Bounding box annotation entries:
▬▬▬▬▬▬▬▬▬▬
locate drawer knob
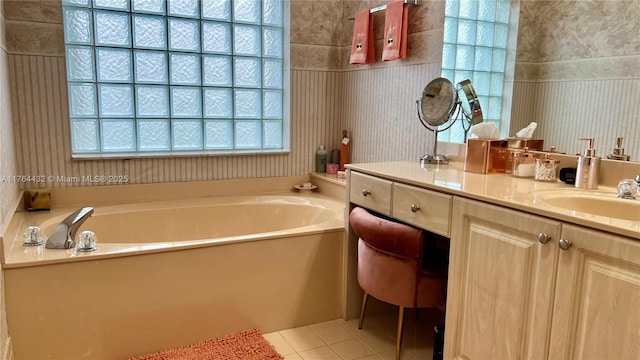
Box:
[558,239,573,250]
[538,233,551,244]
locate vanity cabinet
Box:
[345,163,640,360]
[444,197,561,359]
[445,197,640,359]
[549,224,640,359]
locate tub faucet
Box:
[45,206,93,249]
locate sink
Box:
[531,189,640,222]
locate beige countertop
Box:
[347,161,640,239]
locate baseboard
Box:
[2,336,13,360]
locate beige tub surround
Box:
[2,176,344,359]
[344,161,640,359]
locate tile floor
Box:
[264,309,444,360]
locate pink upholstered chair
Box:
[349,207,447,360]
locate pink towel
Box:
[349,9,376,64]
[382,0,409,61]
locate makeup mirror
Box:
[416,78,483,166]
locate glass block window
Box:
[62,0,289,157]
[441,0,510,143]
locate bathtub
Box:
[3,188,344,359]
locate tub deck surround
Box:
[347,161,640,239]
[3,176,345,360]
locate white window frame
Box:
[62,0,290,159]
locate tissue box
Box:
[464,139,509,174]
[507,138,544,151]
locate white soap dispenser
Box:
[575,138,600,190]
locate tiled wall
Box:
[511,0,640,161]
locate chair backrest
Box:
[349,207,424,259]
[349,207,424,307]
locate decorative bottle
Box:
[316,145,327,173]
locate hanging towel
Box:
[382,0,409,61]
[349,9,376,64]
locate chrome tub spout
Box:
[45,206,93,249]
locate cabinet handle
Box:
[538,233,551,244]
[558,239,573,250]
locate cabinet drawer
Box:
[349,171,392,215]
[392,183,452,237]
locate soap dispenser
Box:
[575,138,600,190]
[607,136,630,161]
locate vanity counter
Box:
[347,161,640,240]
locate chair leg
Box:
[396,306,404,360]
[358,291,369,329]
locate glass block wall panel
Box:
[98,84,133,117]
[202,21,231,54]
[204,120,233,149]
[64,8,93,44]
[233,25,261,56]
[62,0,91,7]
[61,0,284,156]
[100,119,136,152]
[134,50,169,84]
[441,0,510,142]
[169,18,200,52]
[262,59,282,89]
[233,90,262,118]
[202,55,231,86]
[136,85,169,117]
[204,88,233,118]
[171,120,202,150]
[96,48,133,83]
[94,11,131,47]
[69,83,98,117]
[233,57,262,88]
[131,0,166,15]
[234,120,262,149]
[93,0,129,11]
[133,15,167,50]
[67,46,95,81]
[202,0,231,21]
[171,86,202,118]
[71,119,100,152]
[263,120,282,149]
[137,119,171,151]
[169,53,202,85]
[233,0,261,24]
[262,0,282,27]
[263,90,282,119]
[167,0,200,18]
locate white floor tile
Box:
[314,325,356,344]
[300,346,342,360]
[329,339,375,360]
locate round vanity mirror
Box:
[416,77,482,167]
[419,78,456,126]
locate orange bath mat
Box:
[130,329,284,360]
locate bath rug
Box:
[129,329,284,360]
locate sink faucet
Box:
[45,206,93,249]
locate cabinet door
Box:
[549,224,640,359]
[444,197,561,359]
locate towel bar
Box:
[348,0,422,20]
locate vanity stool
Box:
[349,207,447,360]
▬▬▬▬▬▬▬▬▬▬
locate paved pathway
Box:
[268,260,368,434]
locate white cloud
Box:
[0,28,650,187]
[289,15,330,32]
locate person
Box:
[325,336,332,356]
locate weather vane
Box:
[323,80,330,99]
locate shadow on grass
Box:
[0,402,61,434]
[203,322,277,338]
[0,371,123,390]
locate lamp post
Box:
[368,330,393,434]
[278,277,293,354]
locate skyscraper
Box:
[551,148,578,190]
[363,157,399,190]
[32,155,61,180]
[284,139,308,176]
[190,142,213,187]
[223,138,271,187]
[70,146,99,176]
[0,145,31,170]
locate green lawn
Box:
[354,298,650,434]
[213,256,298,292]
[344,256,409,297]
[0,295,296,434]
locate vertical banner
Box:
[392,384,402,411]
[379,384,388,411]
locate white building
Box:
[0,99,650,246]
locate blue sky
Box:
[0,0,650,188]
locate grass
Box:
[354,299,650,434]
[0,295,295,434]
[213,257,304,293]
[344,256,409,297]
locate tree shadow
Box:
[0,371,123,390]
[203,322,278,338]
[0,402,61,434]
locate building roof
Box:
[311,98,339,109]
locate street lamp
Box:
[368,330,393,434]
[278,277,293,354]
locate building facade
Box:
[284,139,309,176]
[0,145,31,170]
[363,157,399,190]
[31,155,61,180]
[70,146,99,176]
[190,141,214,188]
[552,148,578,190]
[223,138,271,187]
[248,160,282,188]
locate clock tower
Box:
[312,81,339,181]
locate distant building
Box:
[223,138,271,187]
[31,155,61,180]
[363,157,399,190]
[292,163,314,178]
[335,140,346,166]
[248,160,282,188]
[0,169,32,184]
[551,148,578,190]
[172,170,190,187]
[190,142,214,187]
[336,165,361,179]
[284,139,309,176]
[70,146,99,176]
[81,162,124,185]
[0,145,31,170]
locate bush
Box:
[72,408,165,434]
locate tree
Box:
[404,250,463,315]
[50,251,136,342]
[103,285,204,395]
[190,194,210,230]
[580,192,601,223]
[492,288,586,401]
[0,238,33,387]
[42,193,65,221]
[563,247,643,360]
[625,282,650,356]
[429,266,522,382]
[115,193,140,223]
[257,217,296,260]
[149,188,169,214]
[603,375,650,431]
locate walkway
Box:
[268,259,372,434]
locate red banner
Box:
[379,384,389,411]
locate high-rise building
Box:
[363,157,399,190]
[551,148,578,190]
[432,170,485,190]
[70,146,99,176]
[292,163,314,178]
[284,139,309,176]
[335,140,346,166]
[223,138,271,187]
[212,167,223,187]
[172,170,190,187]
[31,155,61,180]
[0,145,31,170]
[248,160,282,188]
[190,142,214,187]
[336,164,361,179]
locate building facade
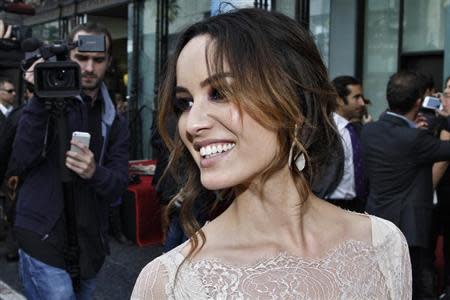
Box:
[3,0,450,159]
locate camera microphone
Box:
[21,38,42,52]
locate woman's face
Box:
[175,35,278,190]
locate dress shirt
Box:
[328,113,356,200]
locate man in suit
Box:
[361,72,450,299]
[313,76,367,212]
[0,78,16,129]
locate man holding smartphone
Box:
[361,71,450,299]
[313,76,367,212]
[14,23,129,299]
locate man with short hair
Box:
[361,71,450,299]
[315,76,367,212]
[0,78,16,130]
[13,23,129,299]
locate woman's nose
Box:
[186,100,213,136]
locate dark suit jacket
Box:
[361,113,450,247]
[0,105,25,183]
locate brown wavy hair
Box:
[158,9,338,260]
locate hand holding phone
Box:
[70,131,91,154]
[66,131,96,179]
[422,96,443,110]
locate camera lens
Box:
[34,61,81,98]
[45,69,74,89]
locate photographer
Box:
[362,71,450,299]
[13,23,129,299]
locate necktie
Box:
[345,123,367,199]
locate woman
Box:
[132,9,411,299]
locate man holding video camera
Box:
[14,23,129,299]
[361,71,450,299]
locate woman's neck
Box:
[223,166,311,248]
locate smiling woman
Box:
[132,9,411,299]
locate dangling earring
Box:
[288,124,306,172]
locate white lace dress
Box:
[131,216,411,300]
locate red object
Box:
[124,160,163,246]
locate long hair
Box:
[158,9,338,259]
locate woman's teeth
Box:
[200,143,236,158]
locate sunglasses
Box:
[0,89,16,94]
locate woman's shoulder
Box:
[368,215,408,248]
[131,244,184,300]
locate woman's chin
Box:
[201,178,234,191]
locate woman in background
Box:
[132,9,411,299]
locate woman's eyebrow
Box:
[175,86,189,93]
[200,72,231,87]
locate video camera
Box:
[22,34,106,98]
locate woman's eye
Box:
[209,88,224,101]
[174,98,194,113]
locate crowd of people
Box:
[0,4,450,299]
▬▬▬▬▬▬▬▬▬▬
Revise the entries from the line with "locate bathtub" up to and including the line with "[392,183,452,237]", replacing "cabinet" with "vanity" and leaving everything else unchanged. Return only those lines.

locate bathtub
Box:
[3,188,344,359]
locate tub deck surround
Box:
[347,161,640,239]
[3,176,345,360]
locate white window frame
Box:
[62,0,290,159]
locate tissue box
Box:
[464,139,509,174]
[507,138,544,151]
locate white soap dispenser
Box:
[575,138,600,190]
locate tiled wall
Box:
[511,0,640,161]
locate chair backrest
Box:
[349,207,424,259]
[349,207,424,307]
locate decorative bottle
Box:
[316,145,327,173]
locate hanging towel
Box:
[382,0,409,61]
[349,9,376,64]
locate chrome tub spout
Box:
[45,206,93,249]
locate vanity handle
Box:
[538,233,551,244]
[558,239,573,250]
locate vanity drawer
Box:
[349,171,392,215]
[392,183,452,237]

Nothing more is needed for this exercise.